[Referring expression pointing data]
□ □ □ □

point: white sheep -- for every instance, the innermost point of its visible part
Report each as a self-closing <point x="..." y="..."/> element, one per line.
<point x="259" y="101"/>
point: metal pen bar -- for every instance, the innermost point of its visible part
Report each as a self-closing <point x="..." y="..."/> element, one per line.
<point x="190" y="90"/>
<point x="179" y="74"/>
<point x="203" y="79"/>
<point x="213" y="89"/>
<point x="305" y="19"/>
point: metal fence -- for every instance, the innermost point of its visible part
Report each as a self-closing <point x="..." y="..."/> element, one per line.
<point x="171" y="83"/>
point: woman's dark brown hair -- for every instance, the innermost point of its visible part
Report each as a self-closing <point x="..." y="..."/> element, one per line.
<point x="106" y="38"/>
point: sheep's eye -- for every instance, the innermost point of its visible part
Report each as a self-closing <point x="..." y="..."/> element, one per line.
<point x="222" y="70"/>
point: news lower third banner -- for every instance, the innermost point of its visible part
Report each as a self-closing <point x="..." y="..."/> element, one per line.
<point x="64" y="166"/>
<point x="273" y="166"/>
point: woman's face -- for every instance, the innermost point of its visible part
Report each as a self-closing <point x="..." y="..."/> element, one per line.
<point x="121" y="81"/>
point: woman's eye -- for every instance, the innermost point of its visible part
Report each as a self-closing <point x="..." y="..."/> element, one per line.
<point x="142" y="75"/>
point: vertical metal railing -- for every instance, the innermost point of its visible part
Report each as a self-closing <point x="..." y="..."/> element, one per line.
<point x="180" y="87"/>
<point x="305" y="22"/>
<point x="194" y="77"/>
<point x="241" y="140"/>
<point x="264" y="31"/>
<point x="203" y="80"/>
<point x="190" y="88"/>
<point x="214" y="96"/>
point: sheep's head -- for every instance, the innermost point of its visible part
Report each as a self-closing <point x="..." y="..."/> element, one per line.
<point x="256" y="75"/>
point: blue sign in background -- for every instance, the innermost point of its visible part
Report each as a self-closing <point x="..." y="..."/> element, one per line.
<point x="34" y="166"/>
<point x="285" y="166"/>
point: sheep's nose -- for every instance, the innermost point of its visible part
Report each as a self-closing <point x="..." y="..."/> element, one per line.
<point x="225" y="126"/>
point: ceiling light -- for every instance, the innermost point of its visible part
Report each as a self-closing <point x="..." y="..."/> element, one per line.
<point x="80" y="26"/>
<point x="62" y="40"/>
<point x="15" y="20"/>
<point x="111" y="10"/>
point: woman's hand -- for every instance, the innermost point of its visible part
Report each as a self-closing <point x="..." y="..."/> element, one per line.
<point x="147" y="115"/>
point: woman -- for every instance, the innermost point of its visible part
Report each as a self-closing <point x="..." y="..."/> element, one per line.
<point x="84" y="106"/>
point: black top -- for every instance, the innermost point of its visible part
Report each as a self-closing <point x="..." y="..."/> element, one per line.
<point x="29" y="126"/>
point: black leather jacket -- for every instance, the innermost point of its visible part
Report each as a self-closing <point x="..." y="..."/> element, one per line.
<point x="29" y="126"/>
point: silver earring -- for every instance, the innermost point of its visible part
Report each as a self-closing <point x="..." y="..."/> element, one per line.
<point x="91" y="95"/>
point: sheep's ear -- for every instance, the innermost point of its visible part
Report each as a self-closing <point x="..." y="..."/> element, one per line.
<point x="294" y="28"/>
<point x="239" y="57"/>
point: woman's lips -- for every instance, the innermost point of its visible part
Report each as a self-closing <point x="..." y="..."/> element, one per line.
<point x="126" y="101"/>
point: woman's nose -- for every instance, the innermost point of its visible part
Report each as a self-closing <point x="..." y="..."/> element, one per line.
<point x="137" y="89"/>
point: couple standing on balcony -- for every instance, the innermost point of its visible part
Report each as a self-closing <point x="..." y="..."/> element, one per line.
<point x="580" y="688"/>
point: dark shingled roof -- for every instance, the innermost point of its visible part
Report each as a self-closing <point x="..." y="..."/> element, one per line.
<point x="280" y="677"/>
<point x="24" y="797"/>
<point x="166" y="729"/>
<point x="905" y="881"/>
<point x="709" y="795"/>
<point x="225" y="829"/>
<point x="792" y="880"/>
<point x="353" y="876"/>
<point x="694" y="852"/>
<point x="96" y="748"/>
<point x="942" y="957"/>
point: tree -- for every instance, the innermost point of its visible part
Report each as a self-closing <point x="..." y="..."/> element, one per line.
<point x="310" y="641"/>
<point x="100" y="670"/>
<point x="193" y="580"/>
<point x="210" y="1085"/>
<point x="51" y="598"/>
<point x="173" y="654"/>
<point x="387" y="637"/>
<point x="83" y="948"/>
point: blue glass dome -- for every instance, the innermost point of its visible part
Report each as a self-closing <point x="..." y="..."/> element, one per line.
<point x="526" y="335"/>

□ □ □ □

Transcribe every record above so that nothing differs from the original.

point: white sheep -- for every instance, the innermost point of its visible part
Report each as a self-closing <point x="..." y="..."/> element, one per line.
<point x="259" y="101"/>
point: metal pen bar -- for every instance, the innermost point of its visible part
Report each as a self-closing <point x="..." y="..."/> element, one per line.
<point x="190" y="90"/>
<point x="179" y="74"/>
<point x="203" y="79"/>
<point x="213" y="89"/>
<point x="305" y="19"/>
point: metal fence -- for every instance, the innermost point of its visible part
Report each as a self-closing <point x="..." y="..."/> element, one per line.
<point x="171" y="83"/>
point: woman's dark brown hair -- for every instance, the innermost point of its visible part
Report each as a self-closing <point x="..." y="..."/> element, one per line.
<point x="106" y="38"/>
point: sheep's eye -- for every instance, the innermost point of its visible part
Report each as a self-closing <point x="..." y="..."/> element, one per line.
<point x="222" y="70"/>
point: news lower third banner -- for every instance, the innermost point of its visible part
Report each as a self-closing <point x="..." y="..."/> element, one per line.
<point x="64" y="166"/>
<point x="273" y="166"/>
point: woman's face -- for every instance, the innermost point of its visible part
Report each as a self-closing <point x="..." y="..."/> element, one per line.
<point x="121" y="81"/>
point: woman's eye -- for every instance, the innermost point of its visible part
Report each as a self-closing <point x="..." y="..."/> element, one per line.
<point x="142" y="75"/>
point: vertical metal railing -- for every instance, the innermost point of its visible part
Report each as a self-closing <point x="..." y="..."/> element, one per line.
<point x="180" y="87"/>
<point x="305" y="22"/>
<point x="194" y="77"/>
<point x="241" y="140"/>
<point x="264" y="31"/>
<point x="203" y="80"/>
<point x="190" y="88"/>
<point x="214" y="96"/>
point: sheep's head -- for every instance, the innermost point of its visible part
Report each as a self-closing <point x="..." y="..."/> element, one per line.
<point x="256" y="75"/>
point: blue sign in background -- for every instance, the innermost point of its visible part
Report each as a self-closing <point x="..." y="..."/> element, one per line.
<point x="34" y="166"/>
<point x="285" y="166"/>
point: sheep's nose -- for every instance, the innermost point of its visible part
Report each as a self-closing <point x="..." y="..."/> element, one per line.
<point x="225" y="126"/>
point: ceiling light -- for every instance, the innermost point of its visible part
Report each as a self-closing <point x="..." y="..."/> element, one per line.
<point x="80" y="26"/>
<point x="62" y="40"/>
<point x="15" y="20"/>
<point x="111" y="10"/>
point: woman's hand -- for every instance, the innermost point of its visible part
Report each as a self-closing <point x="..." y="..."/> element, one per line.
<point x="147" y="115"/>
point: woman -- for every instance, the innermost point of its visible part
Report each as a self-closing <point x="..." y="..."/> element, one per line.
<point x="84" y="106"/>
point: black top -- for every instance, the innermost point of its visible part
Report each as a self-closing <point x="..." y="..."/> element, one per line.
<point x="29" y="126"/>
point: black leather jacket -- for every instance, the innermost point of its visible part
Report each as a self-closing <point x="..." y="..."/> element, one per line.
<point x="29" y="126"/>
point: silver earring -- for every instance, the innermost point of its visible part
Report each as a self-closing <point x="..." y="..."/> element, one per line.
<point x="91" y="95"/>
point: sheep's ear -- for every instance, the innermost point of its visible part
Report each as a self-closing <point x="..." y="..."/> element, one per line.
<point x="294" y="28"/>
<point x="239" y="57"/>
point: woman's lips -- for every instance, the innermost point of its visible part
Report each as a self-closing <point x="..." y="..."/> element, one per line.
<point x="126" y="101"/>
point: woman's nose -- for every instance, the innermost point of its visible part
Report each as a self-closing <point x="..." y="..."/> element, one per line.
<point x="137" y="89"/>
point: couple standing on balcony -- for every instance, the innermost point of its visible part
Report each as a self-closing <point x="..." y="..."/> element, one per line.
<point x="580" y="688"/>
point: dark shingled roof -- for every instance, the innermost point of its visible part
Report each as a self-closing <point x="..." y="..."/> element, one per line.
<point x="280" y="677"/>
<point x="24" y="797"/>
<point x="166" y="729"/>
<point x="905" y="881"/>
<point x="709" y="795"/>
<point x="225" y="829"/>
<point x="792" y="880"/>
<point x="353" y="876"/>
<point x="694" y="852"/>
<point x="96" y="748"/>
<point x="942" y="957"/>
point: tree -- for every instance, the innermost point of its visible part
Report each as a self-closing <point x="..." y="..."/> element, one per line.
<point x="310" y="641"/>
<point x="100" y="670"/>
<point x="193" y="580"/>
<point x="210" y="1085"/>
<point x="51" y="598"/>
<point x="173" y="654"/>
<point x="387" y="637"/>
<point x="83" y="948"/>
point: blue glass dome -- for every instance, the innermost point of its visible part
Report each as a self-closing <point x="..." y="..."/> element, one per line.
<point x="526" y="335"/>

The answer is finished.